**Directions for this task**: Reproduce without alteration the lines below, from the line containing "Task: tag every instance of the red" through the line containing "Target: black stripe on kayak", including both of these lines. Leave the pictures out of your output.
------ Data to process
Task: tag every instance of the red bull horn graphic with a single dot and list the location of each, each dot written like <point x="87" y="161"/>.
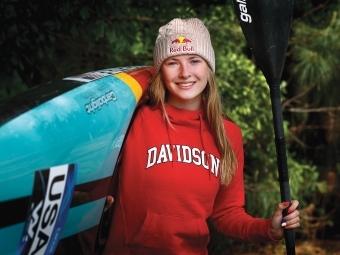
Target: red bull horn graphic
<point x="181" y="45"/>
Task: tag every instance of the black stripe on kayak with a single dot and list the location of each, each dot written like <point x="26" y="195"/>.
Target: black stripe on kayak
------------
------ Data to process
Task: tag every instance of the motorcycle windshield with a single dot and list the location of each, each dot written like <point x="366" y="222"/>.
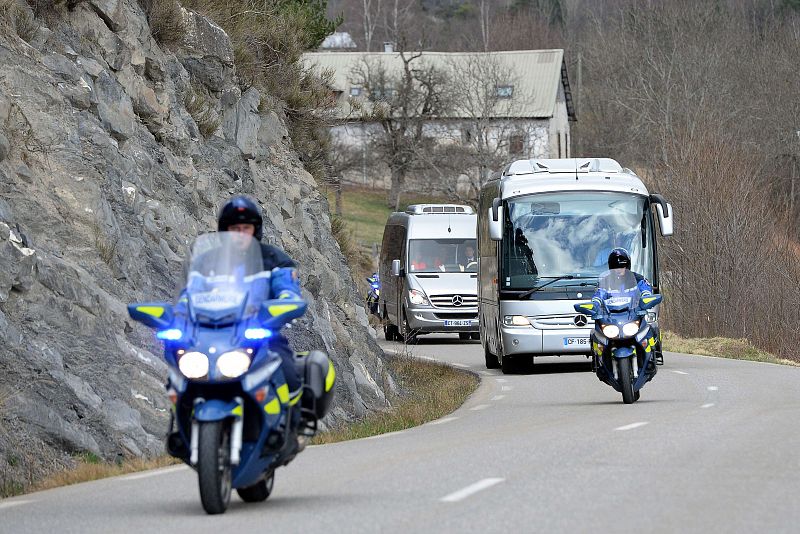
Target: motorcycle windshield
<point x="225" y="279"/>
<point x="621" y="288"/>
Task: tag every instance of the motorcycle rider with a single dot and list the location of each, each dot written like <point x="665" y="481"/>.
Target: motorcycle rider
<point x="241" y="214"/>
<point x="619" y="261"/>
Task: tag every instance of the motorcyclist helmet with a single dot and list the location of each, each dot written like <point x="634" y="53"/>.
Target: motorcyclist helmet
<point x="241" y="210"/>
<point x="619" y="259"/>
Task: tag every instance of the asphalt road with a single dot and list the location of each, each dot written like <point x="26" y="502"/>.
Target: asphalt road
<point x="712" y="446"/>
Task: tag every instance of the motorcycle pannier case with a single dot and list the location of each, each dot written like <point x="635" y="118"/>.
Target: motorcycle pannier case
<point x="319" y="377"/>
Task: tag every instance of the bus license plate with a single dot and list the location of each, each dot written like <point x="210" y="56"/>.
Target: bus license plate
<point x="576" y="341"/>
------------
------ Data to process
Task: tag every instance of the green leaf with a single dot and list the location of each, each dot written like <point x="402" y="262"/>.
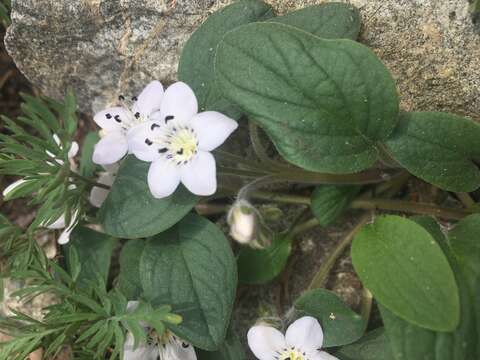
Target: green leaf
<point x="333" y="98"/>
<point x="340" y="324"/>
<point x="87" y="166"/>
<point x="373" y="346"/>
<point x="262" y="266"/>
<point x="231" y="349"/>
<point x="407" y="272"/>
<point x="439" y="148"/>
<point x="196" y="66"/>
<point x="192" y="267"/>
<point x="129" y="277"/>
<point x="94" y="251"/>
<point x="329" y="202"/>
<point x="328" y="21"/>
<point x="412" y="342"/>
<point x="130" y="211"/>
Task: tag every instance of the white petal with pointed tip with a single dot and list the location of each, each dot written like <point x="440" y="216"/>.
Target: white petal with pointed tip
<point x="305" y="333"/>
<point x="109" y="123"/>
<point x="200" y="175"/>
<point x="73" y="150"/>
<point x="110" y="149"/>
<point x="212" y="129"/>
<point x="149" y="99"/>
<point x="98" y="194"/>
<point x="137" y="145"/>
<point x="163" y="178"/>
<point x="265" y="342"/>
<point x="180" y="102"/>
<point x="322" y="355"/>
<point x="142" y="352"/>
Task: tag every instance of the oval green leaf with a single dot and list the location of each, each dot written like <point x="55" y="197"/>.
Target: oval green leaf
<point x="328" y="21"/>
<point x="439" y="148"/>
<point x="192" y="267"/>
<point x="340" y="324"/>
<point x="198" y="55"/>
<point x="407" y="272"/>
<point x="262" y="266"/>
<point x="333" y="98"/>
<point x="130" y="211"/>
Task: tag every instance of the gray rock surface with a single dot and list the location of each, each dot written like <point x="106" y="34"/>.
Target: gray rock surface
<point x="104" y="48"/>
------------
**The result**:
Task: tag every instance of the red bull horn graphic with a single dot and list the location of each, each dot written like <point x="87" y="161"/>.
Target: red bull horn graphic
<point x="181" y="45"/>
Task: tag every instance of the black stripe on kayak with a single dot and list the location of each, each dot written like <point x="26" y="195"/>.
Target: black stripe on kayak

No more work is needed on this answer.